(Labeling and segmentation rows)
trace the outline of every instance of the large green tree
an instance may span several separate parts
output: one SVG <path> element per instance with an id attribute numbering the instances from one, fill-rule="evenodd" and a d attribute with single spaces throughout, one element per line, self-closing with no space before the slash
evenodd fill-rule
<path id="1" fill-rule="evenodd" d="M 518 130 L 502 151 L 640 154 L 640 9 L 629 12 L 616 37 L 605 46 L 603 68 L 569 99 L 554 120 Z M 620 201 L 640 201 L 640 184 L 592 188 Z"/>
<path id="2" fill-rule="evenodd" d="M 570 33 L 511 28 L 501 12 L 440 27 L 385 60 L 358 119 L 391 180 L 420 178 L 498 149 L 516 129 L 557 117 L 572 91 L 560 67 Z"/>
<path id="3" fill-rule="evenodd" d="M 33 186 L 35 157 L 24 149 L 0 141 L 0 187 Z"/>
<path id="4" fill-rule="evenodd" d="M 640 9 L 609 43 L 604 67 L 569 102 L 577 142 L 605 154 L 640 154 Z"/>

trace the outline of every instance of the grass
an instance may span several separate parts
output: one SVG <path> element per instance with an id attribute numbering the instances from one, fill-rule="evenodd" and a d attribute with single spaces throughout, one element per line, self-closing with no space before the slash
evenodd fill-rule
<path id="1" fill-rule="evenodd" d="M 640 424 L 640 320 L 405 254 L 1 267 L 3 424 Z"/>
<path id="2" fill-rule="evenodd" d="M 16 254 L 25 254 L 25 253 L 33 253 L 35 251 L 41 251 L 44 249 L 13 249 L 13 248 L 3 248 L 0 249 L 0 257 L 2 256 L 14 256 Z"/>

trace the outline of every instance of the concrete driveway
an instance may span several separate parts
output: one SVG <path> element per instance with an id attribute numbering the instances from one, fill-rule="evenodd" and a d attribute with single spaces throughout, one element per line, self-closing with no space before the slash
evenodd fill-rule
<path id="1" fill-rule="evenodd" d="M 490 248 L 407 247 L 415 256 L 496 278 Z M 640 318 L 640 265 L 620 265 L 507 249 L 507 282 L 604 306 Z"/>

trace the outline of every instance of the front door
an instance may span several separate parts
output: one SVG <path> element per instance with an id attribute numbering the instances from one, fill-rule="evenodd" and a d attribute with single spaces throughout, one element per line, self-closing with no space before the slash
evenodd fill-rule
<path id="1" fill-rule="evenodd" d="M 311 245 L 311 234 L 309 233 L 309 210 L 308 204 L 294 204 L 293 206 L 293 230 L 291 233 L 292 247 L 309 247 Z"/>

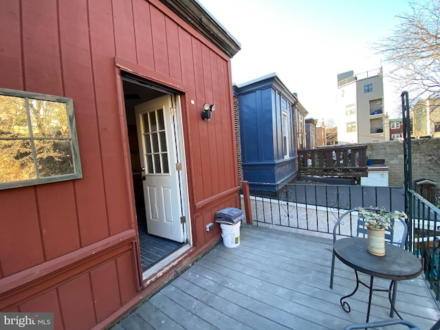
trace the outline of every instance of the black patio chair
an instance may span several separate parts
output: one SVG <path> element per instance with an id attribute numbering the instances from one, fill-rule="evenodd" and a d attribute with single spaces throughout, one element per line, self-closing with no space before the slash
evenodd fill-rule
<path id="1" fill-rule="evenodd" d="M 354 330 L 355 329 L 373 329 L 378 328 L 380 327 L 388 327 L 388 325 L 403 324 L 408 327 L 408 329 L 413 330 L 422 330 L 417 325 L 411 323 L 409 321 L 405 320 L 386 320 L 385 321 L 371 322 L 369 323 L 358 323 L 353 324 L 349 324 L 344 329 L 344 330 Z M 393 328 L 394 329 L 394 328 Z M 440 320 L 439 320 L 435 324 L 434 324 L 430 330 L 440 330 Z"/>

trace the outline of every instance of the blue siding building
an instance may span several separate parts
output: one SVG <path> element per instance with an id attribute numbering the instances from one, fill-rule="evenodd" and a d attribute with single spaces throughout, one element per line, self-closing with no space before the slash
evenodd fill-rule
<path id="1" fill-rule="evenodd" d="M 243 179 L 277 184 L 278 190 L 297 173 L 296 96 L 275 74 L 234 86 L 239 100 Z"/>

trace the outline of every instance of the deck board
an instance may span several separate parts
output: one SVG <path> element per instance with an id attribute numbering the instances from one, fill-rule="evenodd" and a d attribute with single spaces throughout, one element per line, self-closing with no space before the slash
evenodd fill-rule
<path id="1" fill-rule="evenodd" d="M 244 225 L 241 243 L 220 243 L 187 271 L 123 318 L 114 330 L 339 329 L 365 320 L 368 292 L 340 298 L 355 287 L 352 270 L 337 260 L 329 287 L 329 239 Z M 389 282 L 375 280 L 386 287 Z M 440 311 L 421 276 L 401 281 L 397 310 L 428 329 Z M 389 319 L 386 294 L 375 292 L 371 321 Z"/>

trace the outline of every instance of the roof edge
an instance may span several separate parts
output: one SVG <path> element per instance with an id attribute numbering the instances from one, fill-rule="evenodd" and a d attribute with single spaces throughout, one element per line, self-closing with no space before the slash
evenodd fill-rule
<path id="1" fill-rule="evenodd" d="M 160 0 L 175 14 L 232 58 L 241 45 L 197 0 Z"/>

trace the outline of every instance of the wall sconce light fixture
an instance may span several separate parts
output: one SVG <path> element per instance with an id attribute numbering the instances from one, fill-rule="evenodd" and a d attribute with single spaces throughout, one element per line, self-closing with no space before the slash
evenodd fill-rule
<path id="1" fill-rule="evenodd" d="M 211 120 L 211 112 L 215 110 L 215 104 L 208 104 L 205 103 L 204 104 L 204 111 L 201 111 L 201 118 L 204 120 Z"/>

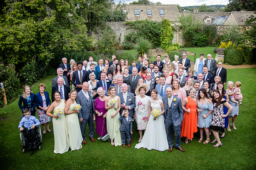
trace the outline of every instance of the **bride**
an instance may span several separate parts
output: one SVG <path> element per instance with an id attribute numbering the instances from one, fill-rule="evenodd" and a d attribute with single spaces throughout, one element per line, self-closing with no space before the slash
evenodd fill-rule
<path id="1" fill-rule="evenodd" d="M 143 147 L 148 150 L 154 149 L 159 151 L 164 151 L 169 148 L 163 115 L 165 112 L 165 107 L 163 101 L 157 97 L 158 93 L 155 89 L 151 91 L 152 98 L 149 99 L 148 122 L 141 142 L 136 145 L 135 148 Z M 151 108 L 153 110 L 158 110 L 161 112 L 161 115 L 154 120 L 150 113 Z M 162 109 L 163 111 L 161 111 Z"/>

REQUEST: Reproduce the stretch from the start of the rows through the line containing "490 248 L 407", switching "outline" to "contour" and leaving everything else unchanged.

CORRECT RESPONSE:
trace the contour of every instance of the large green tree
an instance may span several separate parts
output: one SVG <path> element per instance with an id attribute numbering the instances from one, fill-rule="evenodd" and a d attribute with single spaces throughout, one element per line, self-closing with no space before the slash
evenodd fill-rule
<path id="1" fill-rule="evenodd" d="M 518 130 L 502 151 L 640 154 L 640 9 L 629 12 L 616 37 L 605 46 L 603 68 L 569 99 L 554 120 Z M 620 201 L 640 201 L 640 184 L 592 188 Z"/>
<path id="2" fill-rule="evenodd" d="M 570 33 L 511 28 L 501 12 L 440 27 L 385 60 L 358 119 L 391 180 L 420 178 L 498 149 L 516 129 L 557 117 L 572 91 L 560 67 Z"/>
<path id="3" fill-rule="evenodd" d="M 33 186 L 35 157 L 24 149 L 0 141 L 0 187 Z"/>
<path id="4" fill-rule="evenodd" d="M 640 9 L 609 43 L 604 67 L 569 102 L 577 142 L 605 154 L 640 154 Z"/>

trace the contour of every instance of the grass
an instance may span several separate parts
output: one SVG <path> element per instance with an id attribute numbering the instances from one, fill-rule="evenodd" and a d attribute with single spaces throughout, one element per line, self-closing with no space before the slash
evenodd fill-rule
<path id="1" fill-rule="evenodd" d="M 640 424 L 640 320 L 405 254 L 1 267 L 3 424 Z"/>
<path id="2" fill-rule="evenodd" d="M 16 254 L 25 254 L 25 253 L 33 253 L 35 251 L 41 251 L 44 249 L 13 249 L 13 248 L 3 248 L 0 249 L 0 257 L 2 256 L 14 256 Z"/>

trace the contour of every instance of the concrete driveway
an instance may span several separate parts
output: one SVG <path> element per instance with an id attribute numbering the instances from one, fill-rule="evenodd" and a d attribute with single spaces throughout, one element per line, self-closing with no space before the slash
evenodd fill-rule
<path id="1" fill-rule="evenodd" d="M 490 248 L 407 247 L 415 256 L 496 278 Z M 640 318 L 640 265 L 620 265 L 507 249 L 507 282 L 604 306 Z"/>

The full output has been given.